══ PROVIDED PASSAGE

Glendalough and the Dubs

Yesterday I brought my nephew to Glendalough. As we walked inside the grounds, I heard the sound of a tin whistle blowing some enchanting, ephemeral tune. My heart quickened. It called to my DNA, to something ancient and Celtic in me that I have long forgotten to think about. I was not alone in hearing it.

Chunky tourists slung their fancy cameras round their shoulders and hobbled all pied pipered like towards the noise. Others shuffled under the shadows of the round tower, incapable of moving as they took selfie after selfie on their shiny phones. The wind blew the clouds above at a frantic pace. The sun glared. The tall trees groaned.

I saw myself back here with the monks, hundreds of years ago. What dedication to commit to the life in the glen of these lakes. What a vocation to hide deep in the hills of Wicklow, far from the maddening noise of the human race, far from any kind of distraction. They knew their path would be lonely. They knew it would be difficult. They knew it would take every ounce of themselves to make it. Yet they went for it.

They knew the result would be worth it.

Now read on.

════

WORK ITEM:
In the Glendalough piece, what instrument made the tune heard on the grounds?

══ LISTED RECORDS

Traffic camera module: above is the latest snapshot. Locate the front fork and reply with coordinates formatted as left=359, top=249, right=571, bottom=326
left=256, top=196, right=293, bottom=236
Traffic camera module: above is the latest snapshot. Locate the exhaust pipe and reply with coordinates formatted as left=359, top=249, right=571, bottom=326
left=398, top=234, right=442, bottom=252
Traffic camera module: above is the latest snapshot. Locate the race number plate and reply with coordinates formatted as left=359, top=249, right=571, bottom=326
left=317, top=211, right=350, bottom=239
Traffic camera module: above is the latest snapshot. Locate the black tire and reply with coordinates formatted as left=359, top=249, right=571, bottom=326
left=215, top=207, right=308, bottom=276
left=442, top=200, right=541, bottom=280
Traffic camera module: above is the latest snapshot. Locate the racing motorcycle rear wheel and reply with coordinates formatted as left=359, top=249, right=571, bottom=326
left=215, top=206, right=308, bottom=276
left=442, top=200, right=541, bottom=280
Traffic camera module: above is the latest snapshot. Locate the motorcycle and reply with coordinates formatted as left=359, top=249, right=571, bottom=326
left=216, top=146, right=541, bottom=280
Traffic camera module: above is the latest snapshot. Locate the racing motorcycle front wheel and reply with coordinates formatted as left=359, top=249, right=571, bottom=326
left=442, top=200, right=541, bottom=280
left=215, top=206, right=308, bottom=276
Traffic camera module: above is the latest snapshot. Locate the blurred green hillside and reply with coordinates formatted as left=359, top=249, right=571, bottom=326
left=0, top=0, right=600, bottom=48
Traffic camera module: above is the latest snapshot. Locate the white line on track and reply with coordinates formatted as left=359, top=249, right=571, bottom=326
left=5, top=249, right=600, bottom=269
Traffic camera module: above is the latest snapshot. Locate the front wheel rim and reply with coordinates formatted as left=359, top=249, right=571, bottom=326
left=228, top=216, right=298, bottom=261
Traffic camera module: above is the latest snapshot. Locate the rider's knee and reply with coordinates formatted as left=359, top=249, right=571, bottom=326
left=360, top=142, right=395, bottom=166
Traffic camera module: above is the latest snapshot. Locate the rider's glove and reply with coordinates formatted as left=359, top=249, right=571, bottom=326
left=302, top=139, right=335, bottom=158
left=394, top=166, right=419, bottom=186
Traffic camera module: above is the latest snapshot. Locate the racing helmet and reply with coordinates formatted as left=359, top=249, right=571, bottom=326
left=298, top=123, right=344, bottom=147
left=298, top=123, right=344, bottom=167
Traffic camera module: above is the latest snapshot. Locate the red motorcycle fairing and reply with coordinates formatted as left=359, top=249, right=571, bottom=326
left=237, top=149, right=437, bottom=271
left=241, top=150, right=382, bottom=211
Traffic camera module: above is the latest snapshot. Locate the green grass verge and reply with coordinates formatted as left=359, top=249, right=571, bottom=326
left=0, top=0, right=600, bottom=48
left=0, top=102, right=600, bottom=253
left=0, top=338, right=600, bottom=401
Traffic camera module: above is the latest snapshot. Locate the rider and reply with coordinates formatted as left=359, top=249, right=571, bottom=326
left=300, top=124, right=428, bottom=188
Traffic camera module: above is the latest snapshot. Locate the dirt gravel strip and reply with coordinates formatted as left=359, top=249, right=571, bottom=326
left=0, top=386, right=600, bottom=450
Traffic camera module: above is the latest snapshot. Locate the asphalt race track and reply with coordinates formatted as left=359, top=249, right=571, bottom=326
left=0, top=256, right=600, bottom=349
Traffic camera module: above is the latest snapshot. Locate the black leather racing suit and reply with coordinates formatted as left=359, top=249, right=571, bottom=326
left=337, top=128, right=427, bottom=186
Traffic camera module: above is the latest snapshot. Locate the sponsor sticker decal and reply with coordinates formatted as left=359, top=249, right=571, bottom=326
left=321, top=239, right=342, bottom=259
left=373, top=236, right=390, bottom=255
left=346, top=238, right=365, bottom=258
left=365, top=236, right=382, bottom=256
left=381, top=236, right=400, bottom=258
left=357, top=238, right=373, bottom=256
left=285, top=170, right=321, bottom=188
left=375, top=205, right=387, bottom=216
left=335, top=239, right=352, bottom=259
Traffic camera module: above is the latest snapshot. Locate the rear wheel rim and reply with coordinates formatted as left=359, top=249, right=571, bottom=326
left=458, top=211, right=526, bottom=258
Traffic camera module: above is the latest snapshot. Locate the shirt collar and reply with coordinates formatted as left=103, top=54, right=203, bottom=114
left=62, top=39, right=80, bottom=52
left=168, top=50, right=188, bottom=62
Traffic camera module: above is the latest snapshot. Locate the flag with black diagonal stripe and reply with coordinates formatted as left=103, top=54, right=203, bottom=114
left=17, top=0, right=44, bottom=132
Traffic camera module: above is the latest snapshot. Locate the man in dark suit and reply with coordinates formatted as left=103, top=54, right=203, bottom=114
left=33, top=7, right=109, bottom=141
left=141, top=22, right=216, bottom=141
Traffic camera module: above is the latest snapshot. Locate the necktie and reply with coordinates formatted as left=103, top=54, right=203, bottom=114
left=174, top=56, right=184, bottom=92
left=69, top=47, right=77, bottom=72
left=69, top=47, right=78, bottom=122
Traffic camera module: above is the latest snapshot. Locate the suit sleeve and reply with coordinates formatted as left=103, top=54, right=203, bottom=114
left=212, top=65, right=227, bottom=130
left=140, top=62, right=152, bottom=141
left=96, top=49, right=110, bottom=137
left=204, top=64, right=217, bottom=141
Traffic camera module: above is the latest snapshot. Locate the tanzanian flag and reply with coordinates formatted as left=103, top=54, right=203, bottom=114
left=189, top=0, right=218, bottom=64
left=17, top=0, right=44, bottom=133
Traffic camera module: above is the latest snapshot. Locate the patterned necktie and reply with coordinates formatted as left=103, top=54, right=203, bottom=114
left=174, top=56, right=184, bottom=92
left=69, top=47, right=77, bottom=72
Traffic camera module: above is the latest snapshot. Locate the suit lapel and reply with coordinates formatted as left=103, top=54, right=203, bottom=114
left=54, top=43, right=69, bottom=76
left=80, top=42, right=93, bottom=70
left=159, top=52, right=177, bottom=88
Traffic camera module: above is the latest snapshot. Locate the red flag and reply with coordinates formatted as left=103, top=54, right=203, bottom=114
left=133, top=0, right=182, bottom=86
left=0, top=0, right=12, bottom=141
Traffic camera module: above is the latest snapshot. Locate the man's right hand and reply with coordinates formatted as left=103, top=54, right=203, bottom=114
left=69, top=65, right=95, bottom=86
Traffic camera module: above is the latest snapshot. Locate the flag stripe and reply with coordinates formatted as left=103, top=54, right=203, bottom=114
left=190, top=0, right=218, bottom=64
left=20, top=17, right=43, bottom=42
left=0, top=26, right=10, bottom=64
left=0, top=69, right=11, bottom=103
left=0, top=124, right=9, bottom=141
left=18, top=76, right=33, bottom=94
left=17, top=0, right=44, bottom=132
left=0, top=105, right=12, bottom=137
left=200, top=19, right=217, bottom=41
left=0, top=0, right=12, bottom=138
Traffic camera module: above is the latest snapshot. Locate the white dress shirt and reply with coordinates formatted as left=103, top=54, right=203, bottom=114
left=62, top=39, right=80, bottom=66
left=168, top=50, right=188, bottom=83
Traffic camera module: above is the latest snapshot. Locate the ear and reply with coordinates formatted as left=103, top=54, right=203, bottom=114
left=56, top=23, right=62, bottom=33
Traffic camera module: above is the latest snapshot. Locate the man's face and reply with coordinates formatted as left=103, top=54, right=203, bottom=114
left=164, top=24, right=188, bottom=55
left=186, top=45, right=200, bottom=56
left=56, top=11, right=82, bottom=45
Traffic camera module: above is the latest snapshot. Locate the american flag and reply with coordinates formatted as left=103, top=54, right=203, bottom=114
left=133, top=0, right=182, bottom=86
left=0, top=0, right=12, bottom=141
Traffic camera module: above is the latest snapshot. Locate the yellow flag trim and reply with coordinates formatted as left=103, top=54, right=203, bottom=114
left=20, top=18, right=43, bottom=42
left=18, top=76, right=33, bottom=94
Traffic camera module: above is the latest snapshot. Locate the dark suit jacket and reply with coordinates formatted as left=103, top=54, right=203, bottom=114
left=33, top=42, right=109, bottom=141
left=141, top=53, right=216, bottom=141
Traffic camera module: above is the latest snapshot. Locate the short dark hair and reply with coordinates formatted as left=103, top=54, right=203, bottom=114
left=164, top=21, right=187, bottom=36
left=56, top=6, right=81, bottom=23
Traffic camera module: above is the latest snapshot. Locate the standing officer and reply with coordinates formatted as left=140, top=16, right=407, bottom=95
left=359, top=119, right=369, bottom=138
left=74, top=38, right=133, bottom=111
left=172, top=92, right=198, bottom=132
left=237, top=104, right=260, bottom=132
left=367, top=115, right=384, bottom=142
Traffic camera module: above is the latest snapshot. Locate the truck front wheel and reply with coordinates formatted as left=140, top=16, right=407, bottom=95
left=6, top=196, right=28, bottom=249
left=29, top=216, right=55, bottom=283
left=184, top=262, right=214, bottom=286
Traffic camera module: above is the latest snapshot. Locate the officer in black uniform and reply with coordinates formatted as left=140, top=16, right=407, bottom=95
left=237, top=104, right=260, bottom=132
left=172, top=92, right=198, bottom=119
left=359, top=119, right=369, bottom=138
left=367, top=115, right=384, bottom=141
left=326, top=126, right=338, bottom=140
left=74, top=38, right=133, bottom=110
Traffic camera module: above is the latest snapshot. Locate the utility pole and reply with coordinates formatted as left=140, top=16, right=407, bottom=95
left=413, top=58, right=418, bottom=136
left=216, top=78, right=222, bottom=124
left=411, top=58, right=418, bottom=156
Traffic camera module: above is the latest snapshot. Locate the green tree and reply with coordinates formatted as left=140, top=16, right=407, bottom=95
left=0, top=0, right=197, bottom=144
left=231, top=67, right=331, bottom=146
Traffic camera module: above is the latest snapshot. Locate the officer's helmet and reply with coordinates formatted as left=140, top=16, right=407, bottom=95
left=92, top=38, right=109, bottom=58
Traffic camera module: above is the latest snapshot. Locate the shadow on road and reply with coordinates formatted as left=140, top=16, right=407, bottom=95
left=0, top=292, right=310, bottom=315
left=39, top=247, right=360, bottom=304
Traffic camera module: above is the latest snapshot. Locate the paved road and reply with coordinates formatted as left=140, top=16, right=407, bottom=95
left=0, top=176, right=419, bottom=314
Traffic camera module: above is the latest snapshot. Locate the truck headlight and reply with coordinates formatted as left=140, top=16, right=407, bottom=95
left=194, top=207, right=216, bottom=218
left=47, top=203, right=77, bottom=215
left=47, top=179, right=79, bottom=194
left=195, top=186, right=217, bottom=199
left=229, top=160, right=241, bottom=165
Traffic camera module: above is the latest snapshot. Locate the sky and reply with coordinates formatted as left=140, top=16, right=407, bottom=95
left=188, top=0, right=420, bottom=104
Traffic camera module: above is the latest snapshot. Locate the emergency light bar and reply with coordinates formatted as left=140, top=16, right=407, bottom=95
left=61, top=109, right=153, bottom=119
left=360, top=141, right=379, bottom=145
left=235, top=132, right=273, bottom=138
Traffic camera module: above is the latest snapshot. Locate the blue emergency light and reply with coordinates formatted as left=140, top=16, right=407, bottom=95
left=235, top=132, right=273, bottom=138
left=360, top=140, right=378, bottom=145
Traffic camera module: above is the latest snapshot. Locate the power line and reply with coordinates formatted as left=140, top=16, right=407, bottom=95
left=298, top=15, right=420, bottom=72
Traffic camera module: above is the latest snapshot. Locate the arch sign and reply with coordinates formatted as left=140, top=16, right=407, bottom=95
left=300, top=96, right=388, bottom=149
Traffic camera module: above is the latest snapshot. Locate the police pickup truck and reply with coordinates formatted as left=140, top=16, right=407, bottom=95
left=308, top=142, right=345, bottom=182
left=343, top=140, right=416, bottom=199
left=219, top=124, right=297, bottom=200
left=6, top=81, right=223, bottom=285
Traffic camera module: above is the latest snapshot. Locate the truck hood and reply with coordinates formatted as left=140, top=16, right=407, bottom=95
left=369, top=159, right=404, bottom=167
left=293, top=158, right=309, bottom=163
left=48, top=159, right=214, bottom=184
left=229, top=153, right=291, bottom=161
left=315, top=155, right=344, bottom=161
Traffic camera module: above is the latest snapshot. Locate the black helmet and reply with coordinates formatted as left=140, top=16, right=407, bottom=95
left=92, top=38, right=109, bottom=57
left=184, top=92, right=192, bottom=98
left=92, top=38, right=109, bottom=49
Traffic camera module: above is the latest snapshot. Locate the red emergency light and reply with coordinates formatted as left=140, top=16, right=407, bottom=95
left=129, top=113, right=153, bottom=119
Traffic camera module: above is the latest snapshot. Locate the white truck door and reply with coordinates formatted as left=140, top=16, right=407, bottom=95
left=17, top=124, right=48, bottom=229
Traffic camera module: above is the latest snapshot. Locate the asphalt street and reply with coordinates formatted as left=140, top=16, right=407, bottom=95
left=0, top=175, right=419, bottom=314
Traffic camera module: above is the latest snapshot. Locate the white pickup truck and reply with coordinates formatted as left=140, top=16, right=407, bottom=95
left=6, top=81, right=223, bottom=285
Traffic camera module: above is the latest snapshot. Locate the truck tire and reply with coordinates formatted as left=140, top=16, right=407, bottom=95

════

ANSWER FOR THIS EXERCISE:
A tin whistle.